# start of EXCERPTED DATA

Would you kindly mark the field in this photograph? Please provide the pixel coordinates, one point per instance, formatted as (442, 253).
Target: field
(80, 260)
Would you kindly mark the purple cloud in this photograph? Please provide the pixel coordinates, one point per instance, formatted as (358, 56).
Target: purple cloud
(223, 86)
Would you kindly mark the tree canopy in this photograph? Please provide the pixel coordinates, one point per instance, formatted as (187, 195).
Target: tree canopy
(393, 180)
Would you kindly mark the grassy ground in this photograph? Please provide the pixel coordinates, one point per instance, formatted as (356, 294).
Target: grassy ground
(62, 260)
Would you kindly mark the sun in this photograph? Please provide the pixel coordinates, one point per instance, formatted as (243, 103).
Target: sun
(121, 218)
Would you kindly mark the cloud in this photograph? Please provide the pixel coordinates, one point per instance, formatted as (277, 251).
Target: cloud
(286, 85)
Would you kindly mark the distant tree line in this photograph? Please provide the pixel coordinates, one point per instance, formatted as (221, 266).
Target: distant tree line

# end of EXCERPTED DATA

▶ _WRITTEN REQUEST_
Take the records above and return them exactly as written.

▶ _THE SOLUTION_
Would you kindly mark the field in this photograph? Please provide the pixel coordinates, one point per instance, formatted as (442, 253).
Target: field
(80, 260)
Would you kindly mark the purple cloud in this photograph? Please provide the pixel coordinates, one point per instance, formatted as (358, 56).
Target: purple cloud
(223, 86)
Would you kindly mark the tree canopy in this photograph? Please provide the pixel coordinates, one point per instance, formatted as (187, 195).
Target: tree canopy
(393, 180)
Would you kindly mark the grassy ground in this photograph? Please provide the pixel coordinates, one point per instance, formatted as (356, 294).
Target: grassy ground
(62, 260)
Would you kindly mark the sun in this photograph? Please provide the pixel coordinates, one point per instance, formatted as (243, 103).
Target: sun
(121, 218)
Would you kindly mark the cloud in this photograph? Please provide the pixel coordinates, one point per instance, formatted as (277, 251).
Target: cloud
(286, 85)
Would you kindly mark the distant tree line in this photograph? Please provide the pixel coordinates, one point per instance, formatted as (221, 266).
Target: distant tree line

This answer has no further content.